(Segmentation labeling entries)
+-------+

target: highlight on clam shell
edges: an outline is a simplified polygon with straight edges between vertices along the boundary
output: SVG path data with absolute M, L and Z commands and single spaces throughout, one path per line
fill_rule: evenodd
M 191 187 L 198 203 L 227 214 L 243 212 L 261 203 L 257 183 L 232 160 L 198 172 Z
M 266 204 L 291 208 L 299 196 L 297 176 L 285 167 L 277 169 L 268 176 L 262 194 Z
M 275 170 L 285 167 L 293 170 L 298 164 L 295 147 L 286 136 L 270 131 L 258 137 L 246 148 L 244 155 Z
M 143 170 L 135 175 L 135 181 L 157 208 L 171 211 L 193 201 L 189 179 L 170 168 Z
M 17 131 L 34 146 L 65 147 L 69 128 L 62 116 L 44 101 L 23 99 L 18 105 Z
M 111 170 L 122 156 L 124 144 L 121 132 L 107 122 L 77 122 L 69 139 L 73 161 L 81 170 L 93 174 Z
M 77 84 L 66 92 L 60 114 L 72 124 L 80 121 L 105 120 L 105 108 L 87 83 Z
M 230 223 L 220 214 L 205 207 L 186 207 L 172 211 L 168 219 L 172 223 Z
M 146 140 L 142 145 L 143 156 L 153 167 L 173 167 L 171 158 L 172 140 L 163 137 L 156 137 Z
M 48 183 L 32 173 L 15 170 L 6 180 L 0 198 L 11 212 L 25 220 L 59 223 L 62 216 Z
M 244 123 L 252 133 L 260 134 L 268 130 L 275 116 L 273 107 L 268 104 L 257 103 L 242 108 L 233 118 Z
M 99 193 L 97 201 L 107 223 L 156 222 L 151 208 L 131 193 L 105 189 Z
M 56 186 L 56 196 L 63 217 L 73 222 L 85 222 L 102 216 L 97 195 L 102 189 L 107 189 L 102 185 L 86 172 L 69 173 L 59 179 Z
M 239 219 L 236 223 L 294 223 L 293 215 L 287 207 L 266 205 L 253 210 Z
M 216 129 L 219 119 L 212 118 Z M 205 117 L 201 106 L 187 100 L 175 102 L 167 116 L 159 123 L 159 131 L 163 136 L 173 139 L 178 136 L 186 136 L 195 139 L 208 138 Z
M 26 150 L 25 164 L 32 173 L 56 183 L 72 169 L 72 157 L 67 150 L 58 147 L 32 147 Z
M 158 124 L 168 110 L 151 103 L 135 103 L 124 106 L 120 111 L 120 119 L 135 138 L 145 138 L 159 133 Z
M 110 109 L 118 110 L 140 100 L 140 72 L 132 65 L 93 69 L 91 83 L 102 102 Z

+-------+

(What this task involves) Duplicate every line of the records above without any change.

(Response below)
target: highlight on clam shell
edges: an outline is a simplified polygon with straight edges between vertices along the boundary
output: SVG path data with absolute M, L and Z commands and single spaces throughout, one path per line
fill_rule: evenodd
M 191 187 L 198 203 L 227 214 L 243 212 L 261 203 L 257 183 L 232 160 L 198 172 Z
M 266 204 L 291 208 L 299 196 L 297 176 L 285 167 L 277 169 L 268 176 L 262 194 Z
M 275 170 L 285 167 L 293 170 L 298 164 L 295 147 L 286 136 L 270 131 L 258 137 L 246 148 L 244 155 Z
M 143 170 L 135 175 L 135 181 L 157 208 L 171 211 L 193 201 L 189 179 L 170 168 Z
M 17 131 L 34 146 L 65 147 L 69 128 L 62 116 L 44 101 L 23 99 L 18 105 Z
M 111 170 L 122 156 L 124 144 L 121 132 L 107 122 L 77 122 L 69 139 L 73 161 L 81 170 L 93 174 Z
M 77 84 L 66 92 L 60 114 L 72 124 L 80 121 L 105 120 L 105 108 L 87 83 Z
M 230 223 L 220 214 L 205 207 L 186 207 L 172 211 L 168 219 L 172 223 Z
M 146 140 L 142 145 L 143 156 L 153 167 L 173 167 L 171 158 L 172 140 L 163 137 L 156 137 Z
M 48 183 L 32 173 L 15 170 L 6 180 L 0 198 L 11 212 L 25 220 L 59 223 L 62 216 Z
M 244 123 L 252 133 L 260 134 L 268 130 L 275 116 L 273 107 L 268 104 L 257 103 L 242 108 L 233 118 Z
M 99 193 L 97 201 L 107 223 L 156 222 L 151 208 L 131 193 L 105 189 Z
M 56 186 L 56 196 L 63 217 L 73 222 L 85 222 L 102 216 L 97 195 L 102 189 L 107 189 L 102 185 L 86 172 L 69 173 L 59 179 Z
M 239 219 L 236 223 L 294 223 L 293 215 L 287 207 L 266 205 L 253 210 Z
M 216 129 L 219 119 L 212 118 Z M 205 117 L 201 106 L 187 100 L 175 102 L 167 116 L 159 123 L 159 131 L 163 136 L 173 139 L 178 136 L 186 136 L 195 139 L 208 138 Z
M 26 150 L 25 164 L 32 173 L 56 183 L 72 169 L 72 157 L 67 150 L 58 147 L 32 147 Z
M 158 124 L 168 110 L 151 103 L 135 103 L 124 106 L 120 111 L 120 119 L 135 138 L 145 138 L 159 133 Z
M 110 109 L 118 110 L 140 100 L 140 72 L 132 65 L 93 69 L 91 83 L 102 102 Z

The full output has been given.